» **Supplied text**

However, in April 2020, a shareholder noticed that HRBR had crossed the 300-shareholder threshold and reported them to the SEC, forcing them to issue their first public filing in 10 years. The filings revealed a cash-rich and profitable entity that attracted a lot of attention, with the shares climbing from $0.10 all the way to $3.10 before United revealed their new five-year plan.
Being majority owners, I fail to see how a board this experienced and incentivized can choose to liquidate an asset that has been incredibly lucrative for them for the past ten years.
Hopefully, the points above dispel any fears that United will not renew Air Wisconsin’s CPA.
Valuation
Let’s talk about HRBR’s current valuation - it has a relatively simple capital structure:
54,863,305 basic shares outstanding, plus
16,500,000 diluted shares from convertible preferred shares, plus
558,835 options exercised at $0.214 (~500,000 diluted shares using treasury method)

Dataset entries:
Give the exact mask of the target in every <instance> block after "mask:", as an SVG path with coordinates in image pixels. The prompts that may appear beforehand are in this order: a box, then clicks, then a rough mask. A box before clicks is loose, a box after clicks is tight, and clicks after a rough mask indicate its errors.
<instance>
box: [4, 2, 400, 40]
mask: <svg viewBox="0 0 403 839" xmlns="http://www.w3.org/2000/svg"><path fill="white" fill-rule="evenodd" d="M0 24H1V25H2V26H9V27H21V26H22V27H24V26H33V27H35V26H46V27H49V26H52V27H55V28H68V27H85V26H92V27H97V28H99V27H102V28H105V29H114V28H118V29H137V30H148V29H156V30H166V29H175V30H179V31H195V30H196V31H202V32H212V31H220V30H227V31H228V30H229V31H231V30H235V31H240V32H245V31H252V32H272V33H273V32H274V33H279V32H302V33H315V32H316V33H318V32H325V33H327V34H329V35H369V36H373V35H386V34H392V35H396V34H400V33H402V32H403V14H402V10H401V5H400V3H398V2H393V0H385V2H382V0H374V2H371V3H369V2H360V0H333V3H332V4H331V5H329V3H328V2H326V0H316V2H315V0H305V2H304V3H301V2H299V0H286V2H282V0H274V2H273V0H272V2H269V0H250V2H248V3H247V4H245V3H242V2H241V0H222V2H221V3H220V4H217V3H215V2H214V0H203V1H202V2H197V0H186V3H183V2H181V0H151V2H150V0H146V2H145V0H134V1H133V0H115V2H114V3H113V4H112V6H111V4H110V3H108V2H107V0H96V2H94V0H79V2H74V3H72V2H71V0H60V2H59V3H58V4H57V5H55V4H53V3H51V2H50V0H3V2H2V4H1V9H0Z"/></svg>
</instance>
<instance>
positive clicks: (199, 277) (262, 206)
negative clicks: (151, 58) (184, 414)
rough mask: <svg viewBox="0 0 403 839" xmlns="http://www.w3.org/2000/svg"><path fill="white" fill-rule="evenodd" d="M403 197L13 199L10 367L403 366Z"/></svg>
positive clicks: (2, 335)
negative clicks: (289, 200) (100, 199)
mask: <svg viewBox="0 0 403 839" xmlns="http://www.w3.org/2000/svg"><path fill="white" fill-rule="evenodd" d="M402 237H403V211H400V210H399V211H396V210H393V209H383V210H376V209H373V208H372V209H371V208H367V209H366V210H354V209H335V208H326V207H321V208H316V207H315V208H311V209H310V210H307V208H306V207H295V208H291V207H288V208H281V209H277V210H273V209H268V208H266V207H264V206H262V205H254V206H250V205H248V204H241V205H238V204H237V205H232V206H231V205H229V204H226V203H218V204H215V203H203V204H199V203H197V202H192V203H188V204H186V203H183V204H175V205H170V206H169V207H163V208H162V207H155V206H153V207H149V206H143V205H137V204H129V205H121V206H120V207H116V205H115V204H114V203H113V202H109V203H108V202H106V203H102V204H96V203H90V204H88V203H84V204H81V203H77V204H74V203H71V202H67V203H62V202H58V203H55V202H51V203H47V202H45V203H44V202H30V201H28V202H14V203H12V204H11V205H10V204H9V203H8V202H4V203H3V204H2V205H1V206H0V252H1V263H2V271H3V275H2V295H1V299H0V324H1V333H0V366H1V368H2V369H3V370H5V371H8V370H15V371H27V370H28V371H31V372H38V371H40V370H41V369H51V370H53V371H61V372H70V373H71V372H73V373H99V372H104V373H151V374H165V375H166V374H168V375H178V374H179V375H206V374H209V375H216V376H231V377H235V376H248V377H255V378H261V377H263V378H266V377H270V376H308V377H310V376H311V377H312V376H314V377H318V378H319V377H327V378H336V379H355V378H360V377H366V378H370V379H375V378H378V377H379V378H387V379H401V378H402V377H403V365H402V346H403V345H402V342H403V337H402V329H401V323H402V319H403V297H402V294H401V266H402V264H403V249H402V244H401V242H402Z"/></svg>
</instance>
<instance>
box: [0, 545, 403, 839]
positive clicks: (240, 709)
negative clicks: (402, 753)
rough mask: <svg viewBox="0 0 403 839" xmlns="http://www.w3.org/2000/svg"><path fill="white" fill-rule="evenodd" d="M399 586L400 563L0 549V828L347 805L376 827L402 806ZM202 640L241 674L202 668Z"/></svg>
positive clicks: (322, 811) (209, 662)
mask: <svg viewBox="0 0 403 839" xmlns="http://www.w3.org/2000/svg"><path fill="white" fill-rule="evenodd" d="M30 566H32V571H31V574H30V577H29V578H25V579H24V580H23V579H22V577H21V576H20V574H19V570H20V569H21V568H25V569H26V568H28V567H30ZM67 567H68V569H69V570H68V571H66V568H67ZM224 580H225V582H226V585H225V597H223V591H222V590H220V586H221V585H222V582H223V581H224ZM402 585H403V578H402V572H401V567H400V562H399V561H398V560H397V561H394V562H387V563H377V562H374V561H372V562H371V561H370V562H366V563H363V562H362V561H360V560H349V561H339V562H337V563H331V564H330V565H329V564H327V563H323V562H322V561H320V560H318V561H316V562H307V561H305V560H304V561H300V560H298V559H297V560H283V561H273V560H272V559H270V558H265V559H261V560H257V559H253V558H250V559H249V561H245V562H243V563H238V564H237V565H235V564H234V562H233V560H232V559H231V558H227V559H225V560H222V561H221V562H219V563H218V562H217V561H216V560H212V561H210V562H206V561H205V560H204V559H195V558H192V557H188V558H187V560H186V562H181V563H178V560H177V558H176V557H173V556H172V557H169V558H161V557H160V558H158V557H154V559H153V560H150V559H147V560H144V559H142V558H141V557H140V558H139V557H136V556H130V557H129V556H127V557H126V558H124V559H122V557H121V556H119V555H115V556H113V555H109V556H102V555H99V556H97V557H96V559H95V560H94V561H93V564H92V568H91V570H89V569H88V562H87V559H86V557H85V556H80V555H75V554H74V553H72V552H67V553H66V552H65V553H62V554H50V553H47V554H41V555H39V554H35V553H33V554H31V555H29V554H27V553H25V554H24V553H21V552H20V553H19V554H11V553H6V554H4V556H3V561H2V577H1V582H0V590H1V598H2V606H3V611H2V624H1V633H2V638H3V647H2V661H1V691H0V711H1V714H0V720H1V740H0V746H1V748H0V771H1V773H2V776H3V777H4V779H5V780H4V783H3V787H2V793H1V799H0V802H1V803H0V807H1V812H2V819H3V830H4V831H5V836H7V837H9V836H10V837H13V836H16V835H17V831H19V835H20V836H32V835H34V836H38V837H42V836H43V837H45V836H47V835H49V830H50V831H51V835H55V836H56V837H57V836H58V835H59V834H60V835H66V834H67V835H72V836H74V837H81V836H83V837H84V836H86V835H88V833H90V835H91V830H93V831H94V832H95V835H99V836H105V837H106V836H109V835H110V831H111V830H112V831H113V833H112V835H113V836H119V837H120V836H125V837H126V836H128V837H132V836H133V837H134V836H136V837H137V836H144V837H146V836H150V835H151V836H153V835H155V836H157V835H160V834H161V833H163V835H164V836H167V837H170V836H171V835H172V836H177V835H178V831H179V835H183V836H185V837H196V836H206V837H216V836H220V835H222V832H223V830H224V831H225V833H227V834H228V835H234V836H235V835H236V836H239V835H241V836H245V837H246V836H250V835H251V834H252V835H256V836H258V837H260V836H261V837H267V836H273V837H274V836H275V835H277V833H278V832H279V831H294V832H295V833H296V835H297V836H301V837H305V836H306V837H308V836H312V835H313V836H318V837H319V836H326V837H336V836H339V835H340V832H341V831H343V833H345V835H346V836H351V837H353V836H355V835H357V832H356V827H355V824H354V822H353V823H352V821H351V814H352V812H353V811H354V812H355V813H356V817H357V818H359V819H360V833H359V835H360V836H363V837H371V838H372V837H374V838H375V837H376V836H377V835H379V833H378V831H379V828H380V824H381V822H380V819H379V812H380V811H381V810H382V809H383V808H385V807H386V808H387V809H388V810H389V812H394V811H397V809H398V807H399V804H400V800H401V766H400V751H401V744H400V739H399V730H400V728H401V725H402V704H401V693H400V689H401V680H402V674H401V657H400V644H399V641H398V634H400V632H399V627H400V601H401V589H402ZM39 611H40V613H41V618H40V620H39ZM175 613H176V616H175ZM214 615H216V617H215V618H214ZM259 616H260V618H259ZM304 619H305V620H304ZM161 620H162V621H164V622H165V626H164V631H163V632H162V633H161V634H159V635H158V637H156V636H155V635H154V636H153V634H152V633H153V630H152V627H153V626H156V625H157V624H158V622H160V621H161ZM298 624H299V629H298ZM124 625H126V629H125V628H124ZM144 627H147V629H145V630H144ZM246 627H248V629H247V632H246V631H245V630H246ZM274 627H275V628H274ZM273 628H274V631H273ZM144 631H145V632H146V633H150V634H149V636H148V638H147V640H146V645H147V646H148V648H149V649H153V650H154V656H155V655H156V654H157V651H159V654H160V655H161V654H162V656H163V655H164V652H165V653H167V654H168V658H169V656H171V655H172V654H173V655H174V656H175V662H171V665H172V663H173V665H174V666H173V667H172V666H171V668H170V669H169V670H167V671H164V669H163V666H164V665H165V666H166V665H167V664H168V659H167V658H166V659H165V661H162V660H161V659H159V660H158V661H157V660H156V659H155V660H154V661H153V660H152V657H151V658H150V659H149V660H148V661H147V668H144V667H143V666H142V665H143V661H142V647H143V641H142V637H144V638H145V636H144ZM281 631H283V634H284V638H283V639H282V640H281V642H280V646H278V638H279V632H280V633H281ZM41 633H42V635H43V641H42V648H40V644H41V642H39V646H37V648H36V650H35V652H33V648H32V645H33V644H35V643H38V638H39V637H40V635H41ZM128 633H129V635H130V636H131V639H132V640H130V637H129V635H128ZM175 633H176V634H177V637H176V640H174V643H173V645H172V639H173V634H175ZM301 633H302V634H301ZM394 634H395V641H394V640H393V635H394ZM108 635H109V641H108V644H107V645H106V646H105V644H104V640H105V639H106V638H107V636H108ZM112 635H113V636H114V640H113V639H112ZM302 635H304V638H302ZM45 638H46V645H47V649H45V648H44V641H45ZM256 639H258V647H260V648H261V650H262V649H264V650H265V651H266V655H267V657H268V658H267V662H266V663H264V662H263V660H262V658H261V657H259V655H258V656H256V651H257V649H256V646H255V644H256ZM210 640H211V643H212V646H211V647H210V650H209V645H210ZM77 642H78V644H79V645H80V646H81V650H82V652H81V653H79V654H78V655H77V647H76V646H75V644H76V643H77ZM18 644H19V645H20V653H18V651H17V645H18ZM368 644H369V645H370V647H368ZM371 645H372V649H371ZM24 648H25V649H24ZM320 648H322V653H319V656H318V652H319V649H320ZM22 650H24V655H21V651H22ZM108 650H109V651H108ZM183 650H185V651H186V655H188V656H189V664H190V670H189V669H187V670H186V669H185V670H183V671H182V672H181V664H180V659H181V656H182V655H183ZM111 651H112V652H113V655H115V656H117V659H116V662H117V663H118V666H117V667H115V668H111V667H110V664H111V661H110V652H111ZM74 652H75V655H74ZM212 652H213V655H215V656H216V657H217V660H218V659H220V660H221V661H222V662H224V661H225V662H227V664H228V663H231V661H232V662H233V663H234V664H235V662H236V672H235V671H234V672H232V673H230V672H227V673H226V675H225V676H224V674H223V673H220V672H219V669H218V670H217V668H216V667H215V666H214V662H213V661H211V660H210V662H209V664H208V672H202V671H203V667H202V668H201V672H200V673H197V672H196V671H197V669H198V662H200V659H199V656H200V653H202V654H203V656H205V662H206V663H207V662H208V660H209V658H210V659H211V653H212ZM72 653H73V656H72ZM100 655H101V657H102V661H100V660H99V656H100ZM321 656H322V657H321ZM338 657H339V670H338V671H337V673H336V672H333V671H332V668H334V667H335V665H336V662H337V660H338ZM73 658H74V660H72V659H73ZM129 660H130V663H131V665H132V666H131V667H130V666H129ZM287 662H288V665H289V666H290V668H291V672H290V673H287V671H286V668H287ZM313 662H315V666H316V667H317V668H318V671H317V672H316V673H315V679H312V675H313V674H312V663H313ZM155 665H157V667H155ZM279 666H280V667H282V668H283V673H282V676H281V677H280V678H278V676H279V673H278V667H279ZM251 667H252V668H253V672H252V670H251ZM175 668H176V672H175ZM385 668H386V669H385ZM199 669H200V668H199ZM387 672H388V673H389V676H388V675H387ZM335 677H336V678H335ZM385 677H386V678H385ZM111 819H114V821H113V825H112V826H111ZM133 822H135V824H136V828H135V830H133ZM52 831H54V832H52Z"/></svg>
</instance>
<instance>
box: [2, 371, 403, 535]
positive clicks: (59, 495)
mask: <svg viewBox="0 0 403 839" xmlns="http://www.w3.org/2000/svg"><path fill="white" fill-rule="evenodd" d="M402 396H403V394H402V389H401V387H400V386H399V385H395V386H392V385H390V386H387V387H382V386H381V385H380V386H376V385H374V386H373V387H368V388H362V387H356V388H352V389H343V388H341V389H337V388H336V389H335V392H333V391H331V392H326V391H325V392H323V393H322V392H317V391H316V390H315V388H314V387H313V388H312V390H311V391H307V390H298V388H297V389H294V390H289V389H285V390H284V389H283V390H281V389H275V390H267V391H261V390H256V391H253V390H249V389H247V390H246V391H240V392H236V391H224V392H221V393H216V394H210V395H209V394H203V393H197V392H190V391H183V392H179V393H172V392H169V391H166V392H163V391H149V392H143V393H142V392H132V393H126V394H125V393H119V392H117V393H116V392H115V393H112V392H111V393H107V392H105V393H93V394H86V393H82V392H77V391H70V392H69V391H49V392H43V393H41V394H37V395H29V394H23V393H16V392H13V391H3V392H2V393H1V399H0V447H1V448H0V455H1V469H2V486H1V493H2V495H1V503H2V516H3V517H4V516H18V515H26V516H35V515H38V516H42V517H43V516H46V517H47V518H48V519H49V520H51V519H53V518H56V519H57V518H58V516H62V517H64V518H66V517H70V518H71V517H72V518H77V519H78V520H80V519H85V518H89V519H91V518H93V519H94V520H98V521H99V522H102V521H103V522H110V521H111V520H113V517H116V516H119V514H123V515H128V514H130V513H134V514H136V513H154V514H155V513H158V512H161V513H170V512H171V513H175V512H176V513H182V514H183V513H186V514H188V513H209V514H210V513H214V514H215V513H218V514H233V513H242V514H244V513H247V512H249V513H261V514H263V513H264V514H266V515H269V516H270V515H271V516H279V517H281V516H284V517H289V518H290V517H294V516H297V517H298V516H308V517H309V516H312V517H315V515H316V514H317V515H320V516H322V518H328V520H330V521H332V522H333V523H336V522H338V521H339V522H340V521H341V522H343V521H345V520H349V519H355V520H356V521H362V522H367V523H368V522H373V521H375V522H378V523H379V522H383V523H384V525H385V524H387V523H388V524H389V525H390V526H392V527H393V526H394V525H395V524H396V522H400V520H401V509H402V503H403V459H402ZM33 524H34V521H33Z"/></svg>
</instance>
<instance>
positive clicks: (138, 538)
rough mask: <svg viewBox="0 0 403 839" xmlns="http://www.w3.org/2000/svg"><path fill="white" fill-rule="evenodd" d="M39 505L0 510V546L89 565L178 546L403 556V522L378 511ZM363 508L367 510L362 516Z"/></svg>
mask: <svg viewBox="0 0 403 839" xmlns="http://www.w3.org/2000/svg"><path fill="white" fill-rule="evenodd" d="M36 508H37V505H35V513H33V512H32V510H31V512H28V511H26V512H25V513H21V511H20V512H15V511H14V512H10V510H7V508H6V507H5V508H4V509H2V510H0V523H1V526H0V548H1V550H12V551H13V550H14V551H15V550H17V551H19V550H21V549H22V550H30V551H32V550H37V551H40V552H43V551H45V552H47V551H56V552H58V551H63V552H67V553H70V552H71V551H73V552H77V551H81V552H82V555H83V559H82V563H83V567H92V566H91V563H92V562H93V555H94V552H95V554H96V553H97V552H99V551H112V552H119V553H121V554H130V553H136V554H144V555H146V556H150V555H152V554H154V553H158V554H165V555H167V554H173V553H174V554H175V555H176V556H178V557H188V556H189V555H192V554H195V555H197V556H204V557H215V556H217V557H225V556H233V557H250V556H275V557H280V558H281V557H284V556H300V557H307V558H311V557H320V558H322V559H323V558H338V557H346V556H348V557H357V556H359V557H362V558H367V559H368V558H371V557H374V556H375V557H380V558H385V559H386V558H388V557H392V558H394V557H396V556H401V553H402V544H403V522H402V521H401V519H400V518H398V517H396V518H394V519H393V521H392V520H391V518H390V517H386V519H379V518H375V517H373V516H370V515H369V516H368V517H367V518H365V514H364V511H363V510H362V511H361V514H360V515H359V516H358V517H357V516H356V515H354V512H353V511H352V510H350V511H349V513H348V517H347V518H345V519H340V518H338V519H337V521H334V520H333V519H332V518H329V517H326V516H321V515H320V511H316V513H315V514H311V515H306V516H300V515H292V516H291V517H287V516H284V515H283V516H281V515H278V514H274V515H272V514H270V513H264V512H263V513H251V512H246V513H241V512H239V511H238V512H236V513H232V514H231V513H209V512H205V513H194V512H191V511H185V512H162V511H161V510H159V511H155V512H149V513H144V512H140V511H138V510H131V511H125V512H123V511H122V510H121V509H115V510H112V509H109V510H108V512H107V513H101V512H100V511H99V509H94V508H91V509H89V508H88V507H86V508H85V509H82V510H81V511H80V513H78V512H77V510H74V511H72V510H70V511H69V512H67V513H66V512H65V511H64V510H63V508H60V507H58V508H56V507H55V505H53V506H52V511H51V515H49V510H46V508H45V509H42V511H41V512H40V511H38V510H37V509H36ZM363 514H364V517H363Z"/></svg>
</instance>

» **What the exercise asks**
In the text on HRBR, what price range did the shares climb through after the filings were made public?

» **Response for this exercise**
The shares climbed from $0.10 to $3.10.